Task requirements:
Exactly the lines from the one containing "Target: nose" through the end of the listing should be written out, both ends included, and nothing more.

Extracted data:
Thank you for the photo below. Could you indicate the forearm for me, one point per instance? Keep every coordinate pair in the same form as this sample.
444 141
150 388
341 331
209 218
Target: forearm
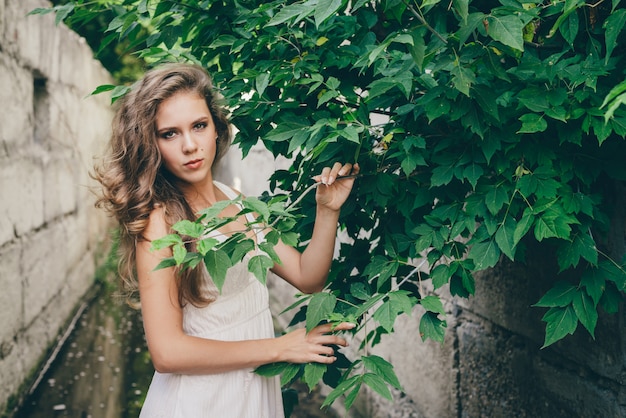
317 257
185 354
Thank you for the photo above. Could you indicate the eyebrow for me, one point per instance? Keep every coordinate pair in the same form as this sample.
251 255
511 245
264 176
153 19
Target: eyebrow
170 128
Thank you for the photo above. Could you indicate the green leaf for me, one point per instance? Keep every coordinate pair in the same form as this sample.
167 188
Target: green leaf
485 254
560 321
613 26
594 283
523 226
581 245
343 387
257 206
382 368
432 327
165 263
189 228
377 384
297 11
586 311
462 78
531 123
561 294
261 82
313 373
320 306
324 9
401 301
217 263
496 198
179 252
386 315
259 265
432 303
507 29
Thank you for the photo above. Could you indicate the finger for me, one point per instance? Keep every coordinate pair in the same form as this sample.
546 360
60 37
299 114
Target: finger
345 170
334 173
325 175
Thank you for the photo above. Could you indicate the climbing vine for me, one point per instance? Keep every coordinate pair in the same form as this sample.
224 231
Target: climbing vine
483 128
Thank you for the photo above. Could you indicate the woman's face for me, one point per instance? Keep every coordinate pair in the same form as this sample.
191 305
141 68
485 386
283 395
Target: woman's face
186 137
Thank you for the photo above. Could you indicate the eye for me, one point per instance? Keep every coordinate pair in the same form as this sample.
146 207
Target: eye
167 134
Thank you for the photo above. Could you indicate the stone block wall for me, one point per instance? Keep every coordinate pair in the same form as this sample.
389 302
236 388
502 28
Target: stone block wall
50 232
491 363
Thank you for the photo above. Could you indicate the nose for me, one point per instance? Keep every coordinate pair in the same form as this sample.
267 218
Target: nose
189 144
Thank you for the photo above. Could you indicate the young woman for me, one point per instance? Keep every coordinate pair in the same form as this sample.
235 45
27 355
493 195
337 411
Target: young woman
168 132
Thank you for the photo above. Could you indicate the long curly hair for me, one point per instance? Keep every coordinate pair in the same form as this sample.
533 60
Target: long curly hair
133 179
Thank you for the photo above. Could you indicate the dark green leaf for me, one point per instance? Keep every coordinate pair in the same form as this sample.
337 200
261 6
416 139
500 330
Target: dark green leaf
313 373
259 266
217 263
320 306
560 321
432 327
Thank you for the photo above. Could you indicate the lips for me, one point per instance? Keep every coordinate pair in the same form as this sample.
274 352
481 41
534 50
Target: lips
193 163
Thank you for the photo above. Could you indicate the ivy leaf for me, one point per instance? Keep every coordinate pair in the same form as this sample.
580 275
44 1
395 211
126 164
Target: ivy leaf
313 373
255 205
568 254
189 228
320 306
485 254
324 9
259 265
560 321
401 301
442 175
179 252
508 30
613 26
377 383
217 263
594 283
561 294
531 123
383 368
353 382
165 263
386 315
432 327
496 198
523 226
585 311
462 78
504 237
433 304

Exercise result:
Target: nose
189 144
Thank you for the photo above. Could you indicate the young woman for me, one point per instance? Keep every coordinate pair in the same form as this sample.
235 45
27 355
493 195
337 411
Target: young woman
168 132
Thank you for the photo above. Could you indicate the long curly hair for me, one point per instance? Keep every coordinate pair in the same form as this sample.
533 60
Target: long curly hair
133 179
Thank you for the photo above. Could you indicate the dark green leaf for me, one point per instance? Keep every coordinate pair in the same form as this sample.
337 200
261 6
416 139
500 330
Target: dark green leaf
313 373
259 266
217 263
320 306
560 321
432 327
Thank you for the photo above. Could you indicate the lips for me, one point per instance? Keep every coordinate pair in the same form as this sample.
274 352
481 41
534 50
Target: lips
193 163
Thank you for the photo above. Could you indicate the ivy leaf for me, one point per instance? Keep every coordinate pair in the same form as this sample.
580 275
44 1
395 211
126 164
Target: ivy leaf
313 373
255 205
568 254
189 228
320 306
485 254
324 9
259 265
560 321
401 301
442 175
179 252
508 30
613 26
377 383
217 263
594 283
561 294
531 123
383 368
353 382
165 263
386 315
432 327
496 198
523 226
585 311
462 78
504 237
433 304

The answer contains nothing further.